Your goal: Reproduce the entries. Match every word.
Start of Source information
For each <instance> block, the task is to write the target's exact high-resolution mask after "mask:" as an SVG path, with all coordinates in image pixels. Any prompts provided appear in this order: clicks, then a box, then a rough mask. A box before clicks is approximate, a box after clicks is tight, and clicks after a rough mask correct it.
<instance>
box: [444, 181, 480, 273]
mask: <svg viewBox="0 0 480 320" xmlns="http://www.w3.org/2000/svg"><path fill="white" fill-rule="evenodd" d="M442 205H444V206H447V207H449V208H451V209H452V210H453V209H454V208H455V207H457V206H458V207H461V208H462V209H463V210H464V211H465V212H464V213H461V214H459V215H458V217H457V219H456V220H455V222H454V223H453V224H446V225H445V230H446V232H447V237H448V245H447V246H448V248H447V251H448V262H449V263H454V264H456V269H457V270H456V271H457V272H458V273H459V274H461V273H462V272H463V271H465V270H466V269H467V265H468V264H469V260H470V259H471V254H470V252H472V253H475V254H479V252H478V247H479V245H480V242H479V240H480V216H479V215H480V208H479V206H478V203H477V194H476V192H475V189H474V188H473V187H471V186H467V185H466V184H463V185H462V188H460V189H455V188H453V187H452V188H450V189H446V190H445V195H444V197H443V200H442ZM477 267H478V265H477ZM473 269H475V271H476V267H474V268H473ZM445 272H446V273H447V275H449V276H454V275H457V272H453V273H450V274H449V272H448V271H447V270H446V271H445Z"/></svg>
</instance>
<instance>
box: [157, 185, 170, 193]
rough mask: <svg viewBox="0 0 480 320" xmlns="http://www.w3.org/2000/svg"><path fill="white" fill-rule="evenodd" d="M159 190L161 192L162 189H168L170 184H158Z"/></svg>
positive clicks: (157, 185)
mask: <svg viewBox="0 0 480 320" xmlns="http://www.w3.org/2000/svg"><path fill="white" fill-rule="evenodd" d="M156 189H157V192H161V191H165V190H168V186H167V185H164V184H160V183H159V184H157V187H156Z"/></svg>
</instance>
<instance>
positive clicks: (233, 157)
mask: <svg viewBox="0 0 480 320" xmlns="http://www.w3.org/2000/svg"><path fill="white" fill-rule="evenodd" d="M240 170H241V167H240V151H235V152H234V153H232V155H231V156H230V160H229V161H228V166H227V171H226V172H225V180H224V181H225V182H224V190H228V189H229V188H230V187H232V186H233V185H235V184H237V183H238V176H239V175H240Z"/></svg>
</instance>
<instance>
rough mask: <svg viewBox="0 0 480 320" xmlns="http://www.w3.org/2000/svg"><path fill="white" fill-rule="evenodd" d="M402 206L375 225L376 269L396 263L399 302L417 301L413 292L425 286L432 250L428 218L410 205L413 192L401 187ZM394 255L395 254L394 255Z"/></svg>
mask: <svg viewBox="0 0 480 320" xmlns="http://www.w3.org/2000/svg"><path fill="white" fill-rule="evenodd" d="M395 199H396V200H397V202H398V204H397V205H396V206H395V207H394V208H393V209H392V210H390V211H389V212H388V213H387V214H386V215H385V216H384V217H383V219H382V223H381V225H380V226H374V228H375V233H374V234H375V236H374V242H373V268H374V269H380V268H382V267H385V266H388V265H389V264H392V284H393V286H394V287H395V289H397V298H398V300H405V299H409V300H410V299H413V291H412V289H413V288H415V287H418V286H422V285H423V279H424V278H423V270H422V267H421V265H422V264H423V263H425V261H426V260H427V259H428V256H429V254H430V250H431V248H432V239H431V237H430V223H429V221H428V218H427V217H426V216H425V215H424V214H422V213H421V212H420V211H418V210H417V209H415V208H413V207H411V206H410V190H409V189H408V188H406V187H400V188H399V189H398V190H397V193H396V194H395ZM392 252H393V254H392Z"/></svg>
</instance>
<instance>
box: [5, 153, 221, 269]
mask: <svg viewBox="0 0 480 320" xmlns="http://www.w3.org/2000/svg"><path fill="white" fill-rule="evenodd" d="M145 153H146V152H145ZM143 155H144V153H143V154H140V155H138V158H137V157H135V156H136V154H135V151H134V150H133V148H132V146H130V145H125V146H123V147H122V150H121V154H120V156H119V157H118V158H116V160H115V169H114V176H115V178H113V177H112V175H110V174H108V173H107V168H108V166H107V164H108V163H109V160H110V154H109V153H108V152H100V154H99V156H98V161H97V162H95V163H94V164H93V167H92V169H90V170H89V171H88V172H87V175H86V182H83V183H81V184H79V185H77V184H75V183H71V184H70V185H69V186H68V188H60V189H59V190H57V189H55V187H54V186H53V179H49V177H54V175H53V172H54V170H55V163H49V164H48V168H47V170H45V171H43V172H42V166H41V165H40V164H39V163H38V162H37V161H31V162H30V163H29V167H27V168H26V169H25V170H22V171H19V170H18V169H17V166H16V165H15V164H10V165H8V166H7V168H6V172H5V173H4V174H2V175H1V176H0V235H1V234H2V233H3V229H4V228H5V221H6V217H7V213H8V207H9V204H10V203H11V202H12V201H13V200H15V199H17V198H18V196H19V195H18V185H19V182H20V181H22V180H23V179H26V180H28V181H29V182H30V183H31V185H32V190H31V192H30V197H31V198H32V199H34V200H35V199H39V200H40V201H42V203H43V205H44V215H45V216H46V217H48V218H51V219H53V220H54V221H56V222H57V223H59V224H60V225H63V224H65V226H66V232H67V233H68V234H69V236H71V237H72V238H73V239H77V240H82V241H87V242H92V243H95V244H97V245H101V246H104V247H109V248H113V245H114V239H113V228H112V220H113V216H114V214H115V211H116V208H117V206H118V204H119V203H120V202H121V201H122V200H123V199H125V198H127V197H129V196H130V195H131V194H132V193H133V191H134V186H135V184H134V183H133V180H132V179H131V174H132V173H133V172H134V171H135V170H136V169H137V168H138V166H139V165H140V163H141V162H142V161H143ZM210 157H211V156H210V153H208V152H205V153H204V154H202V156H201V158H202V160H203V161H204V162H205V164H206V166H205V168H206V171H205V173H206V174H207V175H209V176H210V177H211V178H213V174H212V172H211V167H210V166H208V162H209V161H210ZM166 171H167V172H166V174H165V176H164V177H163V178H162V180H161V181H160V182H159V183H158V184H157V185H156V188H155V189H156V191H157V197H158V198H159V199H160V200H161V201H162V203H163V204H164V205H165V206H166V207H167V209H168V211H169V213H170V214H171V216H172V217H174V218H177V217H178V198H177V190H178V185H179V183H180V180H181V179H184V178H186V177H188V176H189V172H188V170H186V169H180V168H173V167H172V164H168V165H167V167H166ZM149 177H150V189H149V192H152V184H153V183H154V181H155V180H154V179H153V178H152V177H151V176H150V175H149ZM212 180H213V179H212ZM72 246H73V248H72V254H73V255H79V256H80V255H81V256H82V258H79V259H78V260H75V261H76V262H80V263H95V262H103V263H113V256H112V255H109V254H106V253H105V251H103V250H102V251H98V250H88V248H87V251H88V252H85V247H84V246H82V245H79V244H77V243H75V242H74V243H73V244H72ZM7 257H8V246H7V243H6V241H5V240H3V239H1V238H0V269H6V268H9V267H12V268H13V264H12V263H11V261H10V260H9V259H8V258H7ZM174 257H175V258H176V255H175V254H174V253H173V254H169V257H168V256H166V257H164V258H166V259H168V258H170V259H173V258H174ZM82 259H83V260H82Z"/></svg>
End of Source information
Response:
For each <instance> block, the task is to write the target's exact high-resolution mask after "mask:" as an SVG path, with all coordinates in image pixels. Any prompts provided appear in this order: clicks, then a box, then a rough mask. A box before clicks is approximate, a box after clicks is tight, and clicks after a rough mask correct it.
<instance>
box: [444, 181, 480, 273]
mask: <svg viewBox="0 0 480 320" xmlns="http://www.w3.org/2000/svg"><path fill="white" fill-rule="evenodd" d="M442 205H444V206H447V207H449V208H451V209H452V210H453V209H454V208H455V207H457V206H458V207H461V208H462V209H463V210H464V211H465V212H464V213H461V214H459V215H458V217H457V219H456V220H455V222H454V223H453V224H446V225H445V230H446V232H447V237H448V245H447V246H448V248H447V251H448V262H449V263H454V264H456V269H457V270H456V271H457V272H458V273H459V274H461V273H462V272H463V271H465V270H466V269H467V265H468V264H469V260H470V259H471V254H470V252H472V253H475V254H479V252H478V247H479V245H480V242H479V240H480V216H479V215H480V208H479V206H478V203H477V194H476V192H475V189H474V188H473V187H471V186H467V185H466V184H463V185H462V188H460V189H455V188H453V187H452V188H450V189H446V190H445V195H444V197H443V200H442ZM477 267H478V265H477ZM473 269H475V271H476V267H474V268H473ZM445 272H446V273H447V275H449V276H454V275H457V272H453V273H450V274H449V272H448V271H447V270H446V271H445Z"/></svg>
</instance>
<instance>
box: [157, 185, 170, 193]
rough mask: <svg viewBox="0 0 480 320" xmlns="http://www.w3.org/2000/svg"><path fill="white" fill-rule="evenodd" d="M159 190L161 192L162 189H168L170 184H158Z"/></svg>
positive clicks: (157, 185)
mask: <svg viewBox="0 0 480 320" xmlns="http://www.w3.org/2000/svg"><path fill="white" fill-rule="evenodd" d="M156 189H157V192H161V191H165V190H168V186H167V185H164V184H160V183H159V184H157V187H156Z"/></svg>
</instance>
<instance>
positive clicks: (233, 157)
mask: <svg viewBox="0 0 480 320" xmlns="http://www.w3.org/2000/svg"><path fill="white" fill-rule="evenodd" d="M240 170H241V167H240V151H235V152H234V153H232V155H231V156H230V160H229V161H228V166H227V171H226V172H225V180H224V181H225V182H224V190H228V189H229V188H230V187H232V186H233V185H235V184H237V183H238V176H239V175H240Z"/></svg>
</instance>
<instance>
rough mask: <svg viewBox="0 0 480 320" xmlns="http://www.w3.org/2000/svg"><path fill="white" fill-rule="evenodd" d="M402 206L375 225L376 269L396 263L399 302L417 301L413 292L425 286L432 250L428 218L410 205L413 192L401 187ZM394 255L395 254L394 255Z"/></svg>
mask: <svg viewBox="0 0 480 320" xmlns="http://www.w3.org/2000/svg"><path fill="white" fill-rule="evenodd" d="M395 199H396V200H397V202H398V204H397V205H396V206H395V207H394V208H393V209H392V210H390V211H389V212H388V213H387V214H386V215H385V216H384V217H383V219H382V223H381V225H380V226H374V228H375V233H374V234H375V236H374V242H373V268H374V269H380V268H382V267H385V266H388V265H389V264H392V284H393V286H394V287H395V289H397V298H398V300H405V299H409V300H410V299H413V291H412V289H413V288H415V287H418V286H422V285H423V279H424V278H423V270H422V267H421V265H422V264H423V263H425V261H426V260H427V259H428V256H429V254H430V250H431V248H432V239H431V237H430V223H429V221H428V218H427V217H426V216H425V215H424V214H422V213H421V212H420V211H418V210H417V209H415V208H413V207H411V206H410V190H409V189H408V188H406V187H400V188H399V189H398V190H397V193H396V194H395ZM392 252H393V254H392Z"/></svg>
</instance>
<instance>
box: [5, 153, 221, 269]
mask: <svg viewBox="0 0 480 320" xmlns="http://www.w3.org/2000/svg"><path fill="white" fill-rule="evenodd" d="M145 153H146V152H145ZM143 155H144V153H143V154H140V155H138V158H137V157H135V156H136V154H135V151H134V150H133V148H132V146H130V145H125V146H123V147H122V150H121V154H120V156H119V157H118V158H116V160H115V169H114V176H115V178H113V177H112V175H110V174H108V173H107V168H108V166H107V164H108V163H109V160H110V154H109V153H108V152H100V154H99V156H98V161H97V162H95V163H94V164H93V167H92V169H90V170H89V171H88V172H87V175H86V182H83V183H81V184H79V185H77V184H75V183H71V184H70V185H69V186H68V188H60V189H59V190H57V189H55V187H54V186H53V179H49V177H54V175H53V172H54V170H55V163H49V164H48V168H47V170H45V171H43V172H42V166H41V165H40V164H39V163H38V162H37V161H31V162H30V163H29V167H27V168H26V169H25V170H22V171H19V170H18V169H17V166H16V165H15V164H10V165H8V166H7V168H6V172H5V173H4V174H2V175H1V176H0V235H1V234H2V233H3V229H4V228H5V221H6V217H7V213H8V207H9V204H10V203H11V202H12V201H13V200H15V199H17V198H18V196H19V195H18V185H19V182H20V181H22V180H23V179H26V180H28V181H29V182H30V183H31V185H32V190H31V192H30V197H31V198H32V199H34V200H35V199H39V200H40V201H42V203H43V205H44V215H45V216H46V217H48V218H51V219H53V220H54V221H56V222H57V223H59V224H60V225H63V224H65V226H66V232H67V233H68V234H69V236H71V237H72V238H73V239H77V240H82V241H87V242H92V243H95V244H97V245H101V246H104V247H109V248H113V245H114V239H113V228H112V220H113V216H114V214H115V211H116V208H117V206H118V204H119V203H120V202H121V201H122V200H123V199H125V198H127V197H129V196H130V195H131V194H132V193H133V191H134V186H135V184H134V183H133V180H132V179H131V174H132V173H133V172H134V171H135V170H136V169H137V168H138V166H139V165H140V163H141V162H142V161H143ZM210 157H211V156H210V153H208V152H205V153H204V154H202V156H201V158H202V160H203V161H204V162H205V164H206V166H205V168H206V171H205V173H206V174H207V175H209V176H210V177H211V178H213V174H212V172H211V167H210V166H208V162H209V161H210ZM166 171H167V172H166V174H165V176H164V177H163V178H162V180H161V181H160V182H159V183H158V184H157V185H156V188H155V189H156V191H157V197H158V198H159V199H160V200H161V201H162V203H163V204H164V205H165V206H166V207H167V209H168V211H169V213H170V214H171V216H172V217H174V218H177V217H178V198H177V190H178V185H179V183H180V180H181V179H184V178H186V177H188V176H189V172H188V170H186V169H180V168H173V167H172V164H168V165H167V167H166ZM149 177H150V189H149V192H152V184H153V183H154V181H155V180H154V179H153V178H152V177H151V176H150V175H149ZM212 180H213V179H212ZM72 246H73V248H72V254H73V255H79V256H80V255H81V256H82V258H79V259H78V260H75V261H76V262H80V263H95V262H103V263H113V256H112V255H109V254H106V253H105V251H103V250H102V251H98V250H88V248H87V251H88V252H85V247H84V246H82V245H79V244H77V243H75V242H74V243H73V244H72ZM7 257H8V246H7V243H6V241H5V240H3V239H1V238H0V269H6V268H9V267H12V268H13V264H12V263H11V261H10V260H9V259H8V258H7ZM174 257H175V258H176V255H175V254H174V253H173V254H169V257H168V256H166V257H164V258H166V259H168V258H170V259H173V258H174ZM82 259H83V260H82Z"/></svg>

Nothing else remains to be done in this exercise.